══ WORKING DATA ══
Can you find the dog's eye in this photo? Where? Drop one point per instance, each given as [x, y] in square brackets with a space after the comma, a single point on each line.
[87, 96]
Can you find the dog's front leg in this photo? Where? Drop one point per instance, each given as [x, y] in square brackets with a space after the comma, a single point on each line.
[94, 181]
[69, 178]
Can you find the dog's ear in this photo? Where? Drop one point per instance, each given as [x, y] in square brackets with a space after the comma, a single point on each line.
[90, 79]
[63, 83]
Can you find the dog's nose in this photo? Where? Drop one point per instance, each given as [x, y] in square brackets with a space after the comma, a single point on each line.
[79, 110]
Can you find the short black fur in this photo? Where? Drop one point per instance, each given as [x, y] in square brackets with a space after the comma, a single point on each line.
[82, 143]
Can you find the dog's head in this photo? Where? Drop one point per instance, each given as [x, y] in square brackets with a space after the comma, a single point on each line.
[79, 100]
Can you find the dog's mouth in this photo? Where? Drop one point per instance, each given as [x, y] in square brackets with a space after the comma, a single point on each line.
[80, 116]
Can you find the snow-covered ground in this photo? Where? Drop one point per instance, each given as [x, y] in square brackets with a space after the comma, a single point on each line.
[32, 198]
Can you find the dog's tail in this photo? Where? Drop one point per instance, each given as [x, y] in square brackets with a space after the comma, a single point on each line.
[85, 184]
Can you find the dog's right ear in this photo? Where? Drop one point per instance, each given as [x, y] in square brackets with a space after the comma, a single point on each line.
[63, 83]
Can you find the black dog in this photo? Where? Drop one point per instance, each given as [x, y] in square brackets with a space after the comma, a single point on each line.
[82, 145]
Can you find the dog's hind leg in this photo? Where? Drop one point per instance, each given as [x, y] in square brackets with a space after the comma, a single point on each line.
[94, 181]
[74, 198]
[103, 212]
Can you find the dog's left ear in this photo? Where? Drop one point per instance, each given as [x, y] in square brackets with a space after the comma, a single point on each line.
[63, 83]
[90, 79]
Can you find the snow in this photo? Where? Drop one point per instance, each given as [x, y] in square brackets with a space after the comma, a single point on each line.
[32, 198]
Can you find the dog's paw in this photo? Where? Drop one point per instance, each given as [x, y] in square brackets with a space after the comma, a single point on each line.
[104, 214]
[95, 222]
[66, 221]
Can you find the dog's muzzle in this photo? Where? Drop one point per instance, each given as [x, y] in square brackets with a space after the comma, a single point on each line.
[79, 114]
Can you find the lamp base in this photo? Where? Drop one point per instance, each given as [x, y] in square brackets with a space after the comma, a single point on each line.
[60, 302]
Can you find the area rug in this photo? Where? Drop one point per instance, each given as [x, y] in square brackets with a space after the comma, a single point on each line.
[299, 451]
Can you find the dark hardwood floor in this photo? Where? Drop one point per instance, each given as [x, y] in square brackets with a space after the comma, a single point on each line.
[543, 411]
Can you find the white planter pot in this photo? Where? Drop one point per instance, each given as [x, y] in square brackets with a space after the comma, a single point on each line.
═══
_WORK INSTRUCTION_: The whole listing above is to be output exactly.

_ANSWER BOX_:
Can you find the dog's eye in this photo? Where? Drop one point per instance, each given as [x, y] in square brackets with a space after the comma, a single point on each line.
[87, 96]
Can you find the dog's front leg in this photo? Where? Drop one point per instance, each given as [x, y] in square brackets with a space after the comma, a single point on each line.
[94, 181]
[69, 178]
Can you find the dog's ear in this photo? Where? Drop one point per instance, each given as [x, y] in square brackets with a space after the comma, a single point on each line.
[90, 79]
[63, 83]
Can you find the dog's nose in this photo? Where? Drop one point per instance, each given as [x, y] in square brackets with a space after the comma, a single point on each line.
[79, 110]
Can you find the short black fur in this photo? Where? Drop one point per instance, each given as [x, y] in square brackets with a space after the comma, a single point on each line.
[82, 143]
Can you find the dog's head in this photo? Where? Drop one point per instance, each given as [x, y] in square brackets with a space after the comma, a single point on each line.
[79, 100]
Can you find the dog's mouth in this photo? Where? Drop one point per instance, each given as [x, y] in square brackets with a space after the comma, a single point on each line.
[80, 116]
Can you find the snow-covered ground in this photo? Where? Drop one point per instance, each given as [x, y] in square brackets with a space after the comma, a single point on each line.
[32, 198]
Can you find the dog's tail in this photo? Where? Drop one point per instance, each given as [x, y] in square brackets with a space after the comma, a single point on each line.
[85, 184]
Can you find the dog's right ear in this photo? Where? Drop one point per instance, each given as [x, y] in square brackets with a space after the comma, a single point on each line.
[63, 83]
Can you find the black dog in this photo? Where? Drop one point per instance, each given as [x, y] in square brackets with a space after the comma, a single point on each line.
[82, 145]
Can you find the dog's hind leg in this photo? Where? Drop one point per instance, each given as [x, y] in square brackets with a space after the comma, a single point on each line.
[94, 181]
[74, 198]
[103, 212]
Can you find the dog's left ear in this photo? Where? Drop one point per instance, each given as [x, y] in square brackets with a space after the comma, a single point on each line.
[63, 83]
[90, 79]
Can you find the snow in this photo? Where? Drop one point per instance, each given as [x, y] in square brackets with a space after the comma, a single point on each line.
[32, 198]
Can you find the dog's paw in this photo? Where? Drop one point per instance, each given as [x, y] in square brackets with a space after the comma, a single point on each line.
[104, 214]
[95, 222]
[66, 221]
Can you find the dog's muzzle in this photo? Where? Drop one point per instance, each given as [x, y] in square brackets with a space after the comma, a single point on each line.
[79, 114]
Can you find the lamp base in this photo? Where? Drop one point per instance, each given as [x, y] in square brackets with a space after the comma, a single point on each line.
[60, 302]
Can you find the area rug in this photo? Where? Drop one point per instance, each given as [x, y] in square brackets with a space after the comma, a single point on each line.
[299, 451]
Can you find the dark hardwood floor in this photo? Where? Drop one point per instance, each given as [x, y] in square brackets with a space after the comma, a single point on each line.
[543, 411]
Can you find the white planter pot in this photo? Where? Drop one point per instance, each given as [x, y] in square brackets with a space after the comma, a single point on each line.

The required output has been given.